It is one of the best editorial because when i read every line i can connect with the thought process of the author and it is also beginner friendly to understand the concept. Thank You YouKn0wWho.
My solution to Problem D which requires O(log(n)) different characters, which, unfortunately, does not enter(
Suppose we have a matching string s. Then the string s + x + s + y + s is also suitable, where x and y are symbols that have not been encountered before. After all, each substring in s occurs 3 * the past number, and a substring containing symbols x or y occurs 1 time. Also from s you can make a string from |s| + 1 characters just by adding x to the end. Thus, you can make an algorithm similar to fast exponentiation: Let gen (n) return a good string of n characters.

### Instruction A
According to the forum thread, how many times does a substring containing the symbol x or y occur in the string s + x + s + y + s?
### Instruction B
Pull out every line of the rows that contains the string "board", matching case exactly.

### Record set
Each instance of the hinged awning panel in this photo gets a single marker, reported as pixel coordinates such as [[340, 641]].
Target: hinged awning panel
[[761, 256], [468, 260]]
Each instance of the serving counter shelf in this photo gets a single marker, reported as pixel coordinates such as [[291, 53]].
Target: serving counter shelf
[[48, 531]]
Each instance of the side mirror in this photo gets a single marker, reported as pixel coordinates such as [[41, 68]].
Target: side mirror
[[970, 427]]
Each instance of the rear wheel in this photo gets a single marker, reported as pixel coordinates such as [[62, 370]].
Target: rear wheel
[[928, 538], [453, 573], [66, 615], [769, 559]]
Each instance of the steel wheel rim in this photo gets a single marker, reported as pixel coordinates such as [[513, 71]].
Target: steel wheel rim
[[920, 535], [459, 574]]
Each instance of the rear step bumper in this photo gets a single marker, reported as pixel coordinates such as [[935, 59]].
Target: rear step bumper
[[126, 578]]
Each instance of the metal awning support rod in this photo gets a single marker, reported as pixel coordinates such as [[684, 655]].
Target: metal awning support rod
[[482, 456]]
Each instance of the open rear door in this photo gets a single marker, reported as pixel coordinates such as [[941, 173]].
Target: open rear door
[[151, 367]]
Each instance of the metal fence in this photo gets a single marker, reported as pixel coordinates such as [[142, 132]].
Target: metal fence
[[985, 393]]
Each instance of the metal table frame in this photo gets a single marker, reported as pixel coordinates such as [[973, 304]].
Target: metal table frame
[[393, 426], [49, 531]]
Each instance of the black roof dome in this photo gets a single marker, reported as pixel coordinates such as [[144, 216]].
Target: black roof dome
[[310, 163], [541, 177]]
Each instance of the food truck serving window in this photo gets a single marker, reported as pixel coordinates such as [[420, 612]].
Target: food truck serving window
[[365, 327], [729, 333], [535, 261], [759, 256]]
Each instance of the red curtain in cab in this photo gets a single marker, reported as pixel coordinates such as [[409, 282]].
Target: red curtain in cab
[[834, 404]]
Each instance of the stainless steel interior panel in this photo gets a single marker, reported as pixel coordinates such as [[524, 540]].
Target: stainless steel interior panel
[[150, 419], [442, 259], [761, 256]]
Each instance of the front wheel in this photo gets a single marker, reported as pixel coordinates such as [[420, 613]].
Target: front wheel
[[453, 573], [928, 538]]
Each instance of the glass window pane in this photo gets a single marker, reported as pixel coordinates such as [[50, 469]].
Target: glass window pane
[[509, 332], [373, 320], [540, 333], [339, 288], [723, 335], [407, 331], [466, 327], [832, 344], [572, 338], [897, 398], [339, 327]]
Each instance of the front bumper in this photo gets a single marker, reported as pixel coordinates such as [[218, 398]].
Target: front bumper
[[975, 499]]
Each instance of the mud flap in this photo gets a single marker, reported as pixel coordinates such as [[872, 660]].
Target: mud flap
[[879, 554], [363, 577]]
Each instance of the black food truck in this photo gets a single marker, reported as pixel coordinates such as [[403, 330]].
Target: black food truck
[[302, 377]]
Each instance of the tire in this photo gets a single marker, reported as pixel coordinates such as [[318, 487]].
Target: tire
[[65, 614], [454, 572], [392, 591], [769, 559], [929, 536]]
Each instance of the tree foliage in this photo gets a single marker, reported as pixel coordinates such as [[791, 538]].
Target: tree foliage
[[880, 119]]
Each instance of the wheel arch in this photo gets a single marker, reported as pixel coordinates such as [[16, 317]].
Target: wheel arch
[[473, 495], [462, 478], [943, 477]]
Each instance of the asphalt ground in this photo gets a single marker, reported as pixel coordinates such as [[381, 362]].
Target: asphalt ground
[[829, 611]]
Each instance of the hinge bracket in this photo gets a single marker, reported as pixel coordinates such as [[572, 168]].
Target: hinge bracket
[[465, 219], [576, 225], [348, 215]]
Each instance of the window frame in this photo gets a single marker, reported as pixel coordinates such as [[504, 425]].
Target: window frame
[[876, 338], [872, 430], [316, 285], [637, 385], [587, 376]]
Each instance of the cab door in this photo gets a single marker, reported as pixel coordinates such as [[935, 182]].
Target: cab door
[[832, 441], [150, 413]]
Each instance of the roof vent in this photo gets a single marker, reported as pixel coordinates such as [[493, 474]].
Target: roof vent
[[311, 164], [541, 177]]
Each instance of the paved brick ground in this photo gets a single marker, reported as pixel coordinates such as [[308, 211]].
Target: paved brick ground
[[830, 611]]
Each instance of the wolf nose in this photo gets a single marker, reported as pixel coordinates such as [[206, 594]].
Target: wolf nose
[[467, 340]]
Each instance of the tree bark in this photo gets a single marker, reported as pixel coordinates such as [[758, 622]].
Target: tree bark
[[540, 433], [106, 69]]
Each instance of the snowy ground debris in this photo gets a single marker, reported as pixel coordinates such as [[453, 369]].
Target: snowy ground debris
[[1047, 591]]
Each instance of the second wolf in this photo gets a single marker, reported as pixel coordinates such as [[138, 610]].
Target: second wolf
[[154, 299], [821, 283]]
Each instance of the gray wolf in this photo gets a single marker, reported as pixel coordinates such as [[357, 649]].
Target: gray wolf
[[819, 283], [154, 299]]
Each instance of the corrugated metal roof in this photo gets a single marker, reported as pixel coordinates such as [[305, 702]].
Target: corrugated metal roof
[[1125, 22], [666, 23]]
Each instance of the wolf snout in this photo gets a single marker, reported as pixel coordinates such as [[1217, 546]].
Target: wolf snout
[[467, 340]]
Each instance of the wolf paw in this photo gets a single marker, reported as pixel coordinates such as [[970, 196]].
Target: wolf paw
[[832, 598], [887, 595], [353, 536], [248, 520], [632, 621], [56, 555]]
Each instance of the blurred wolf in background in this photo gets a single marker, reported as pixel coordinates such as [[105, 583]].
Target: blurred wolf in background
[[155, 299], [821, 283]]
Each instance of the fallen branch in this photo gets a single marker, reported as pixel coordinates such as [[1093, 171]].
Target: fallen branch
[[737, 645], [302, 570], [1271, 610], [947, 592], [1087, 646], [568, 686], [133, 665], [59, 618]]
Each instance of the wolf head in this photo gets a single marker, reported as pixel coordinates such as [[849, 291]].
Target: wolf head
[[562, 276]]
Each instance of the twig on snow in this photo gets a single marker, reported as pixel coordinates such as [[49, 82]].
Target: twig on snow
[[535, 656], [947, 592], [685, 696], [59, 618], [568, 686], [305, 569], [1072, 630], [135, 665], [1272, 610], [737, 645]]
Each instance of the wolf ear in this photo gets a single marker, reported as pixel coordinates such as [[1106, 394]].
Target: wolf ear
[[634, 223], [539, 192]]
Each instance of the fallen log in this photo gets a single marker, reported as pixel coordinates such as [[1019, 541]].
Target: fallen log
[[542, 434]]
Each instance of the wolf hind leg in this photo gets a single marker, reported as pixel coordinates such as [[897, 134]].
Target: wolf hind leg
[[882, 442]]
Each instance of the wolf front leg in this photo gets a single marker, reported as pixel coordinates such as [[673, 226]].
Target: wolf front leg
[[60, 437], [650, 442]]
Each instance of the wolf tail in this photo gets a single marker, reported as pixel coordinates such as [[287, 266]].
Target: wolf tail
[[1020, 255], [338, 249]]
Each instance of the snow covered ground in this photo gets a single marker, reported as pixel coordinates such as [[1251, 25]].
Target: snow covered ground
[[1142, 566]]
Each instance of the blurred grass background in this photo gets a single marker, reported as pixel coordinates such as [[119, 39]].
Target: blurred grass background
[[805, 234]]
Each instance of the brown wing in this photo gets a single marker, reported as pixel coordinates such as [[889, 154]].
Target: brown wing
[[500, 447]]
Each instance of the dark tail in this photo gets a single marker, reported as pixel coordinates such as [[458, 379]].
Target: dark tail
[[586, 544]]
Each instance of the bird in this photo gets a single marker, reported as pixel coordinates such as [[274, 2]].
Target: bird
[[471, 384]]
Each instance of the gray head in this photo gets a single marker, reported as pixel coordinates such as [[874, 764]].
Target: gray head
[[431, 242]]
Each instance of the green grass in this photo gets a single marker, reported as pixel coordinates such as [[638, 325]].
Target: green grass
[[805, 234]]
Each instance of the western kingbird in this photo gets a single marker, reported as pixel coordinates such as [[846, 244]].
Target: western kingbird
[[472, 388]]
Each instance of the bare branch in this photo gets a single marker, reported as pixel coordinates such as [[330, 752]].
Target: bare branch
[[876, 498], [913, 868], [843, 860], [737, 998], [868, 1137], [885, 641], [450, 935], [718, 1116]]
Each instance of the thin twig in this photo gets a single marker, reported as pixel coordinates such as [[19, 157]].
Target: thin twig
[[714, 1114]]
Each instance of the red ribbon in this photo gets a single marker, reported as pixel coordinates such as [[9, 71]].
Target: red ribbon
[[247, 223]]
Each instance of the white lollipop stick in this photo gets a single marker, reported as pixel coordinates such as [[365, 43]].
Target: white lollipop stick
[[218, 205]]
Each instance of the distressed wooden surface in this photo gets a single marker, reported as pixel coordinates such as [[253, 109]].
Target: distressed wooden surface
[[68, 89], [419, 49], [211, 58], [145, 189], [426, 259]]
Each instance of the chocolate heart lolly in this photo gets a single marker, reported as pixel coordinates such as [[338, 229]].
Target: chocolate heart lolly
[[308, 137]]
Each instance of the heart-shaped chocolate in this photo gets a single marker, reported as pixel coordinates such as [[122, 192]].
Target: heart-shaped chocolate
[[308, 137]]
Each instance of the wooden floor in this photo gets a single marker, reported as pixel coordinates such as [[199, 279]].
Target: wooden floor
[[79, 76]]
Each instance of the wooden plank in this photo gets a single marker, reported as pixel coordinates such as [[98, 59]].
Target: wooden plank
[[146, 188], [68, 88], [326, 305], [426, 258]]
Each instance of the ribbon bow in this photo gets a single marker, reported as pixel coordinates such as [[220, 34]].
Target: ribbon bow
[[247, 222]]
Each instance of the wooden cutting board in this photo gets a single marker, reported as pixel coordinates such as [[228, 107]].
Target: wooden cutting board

### Worked answer A
One time.

### Worked answer B
Each instance of the wooden cutting board in this photo gets a single marker, reported as pixel coordinates such as [[228, 107]].
Target: wooden cutting board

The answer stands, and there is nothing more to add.